# Combined UCITS-US ETF strategy



## Tastebuds (11 May 2016)

hi all,

There has been lots of discussion in this forum about pros and cons of US or ECITS based ETFs. My money is half in EUR - half in USD, and i was thinking of combining pros and cons of both ETF "domiciles".

As a reminder:

*US ETFs*: force to distribute dividends which are highly taxed (41%+PRSI+USC), wealth exposed to US Inheritance laws, currency exposure if you have your money in EUR
*UCITS ETFs*: you cannot offset profit and losses of your individual ETFs, High Exit tax (41%), 8 year deemed disposal rule.

The strategy:
*US ETFs*
Use TD warehouse to transfer my USDs into them without any currency conversion.
Then, use a Lazy portfolio "ala" bogleheads to get a diversified bond, US stock, international stock and property exposure. This is the one I am inclined to:

Vanguard Total Bond Market Index Fund
Vanguard Total Stock Market Index Fund 
Vanguard Total International Stock Index Fund 
Vanguard REIT Index Fund

*UCITS ETFs*
Use Degiro to invest my EURs
I am not too sure about what ETFs to invest in (i need more research). Maybe only 2 funds with Europe exposure. Maybe this one, and some bonds:
- iShares MSCI Europe UCITS ETF (Acc):

In summary, 2 brokers, 2 currencies, 2 different taxation regimes
FYI, I am married. So, the US ETF con of inheritance tax over 60K USD is a consideration 

What do you think?
◆ ◆ ◆ ◆
Given exercise:
Reproduce everything in the forum post on a combined UCITS-US ETF strategy from "## Tastebuds (11" down to "any currency conversion.".
◆ ◆ ◆ ◆
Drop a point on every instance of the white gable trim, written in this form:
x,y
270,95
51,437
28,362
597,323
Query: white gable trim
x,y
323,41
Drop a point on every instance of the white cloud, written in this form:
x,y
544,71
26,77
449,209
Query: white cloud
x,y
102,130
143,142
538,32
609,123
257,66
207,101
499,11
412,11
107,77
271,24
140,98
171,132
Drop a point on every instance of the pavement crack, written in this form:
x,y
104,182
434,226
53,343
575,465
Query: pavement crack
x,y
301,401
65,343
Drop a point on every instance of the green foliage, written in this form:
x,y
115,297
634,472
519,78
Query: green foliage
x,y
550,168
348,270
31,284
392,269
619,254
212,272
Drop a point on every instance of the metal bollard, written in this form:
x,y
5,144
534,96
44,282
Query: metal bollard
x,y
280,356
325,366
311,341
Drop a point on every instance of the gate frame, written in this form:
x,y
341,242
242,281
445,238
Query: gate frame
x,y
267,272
◆ ◆ ◆ ◆
Answer to the problem:
## Tastebuds (11 May 2016)

hi all,

There has been lots of discussion in this forum about pros and cons of US or ECITS based ETFs. My money is half in EUR - half in USD, and i was thinking of combining pros and cons of both ETF "domiciles".

As a reminder:

*US ETFs*: force to distribute dividends which are highly taxed (41%+PRSI+USC), wealth exposed to US Inheritance laws, currency exposure if you have your money in EUR
*UCITS ETFs*: you cannot offset profit and losses of your individual ETFs, High Exit tax (41%), 8 year deemed disposal rule.

The strategy:
*US ETFs*
Use TD warehouse to transfer my USDs into them without any currency conversion.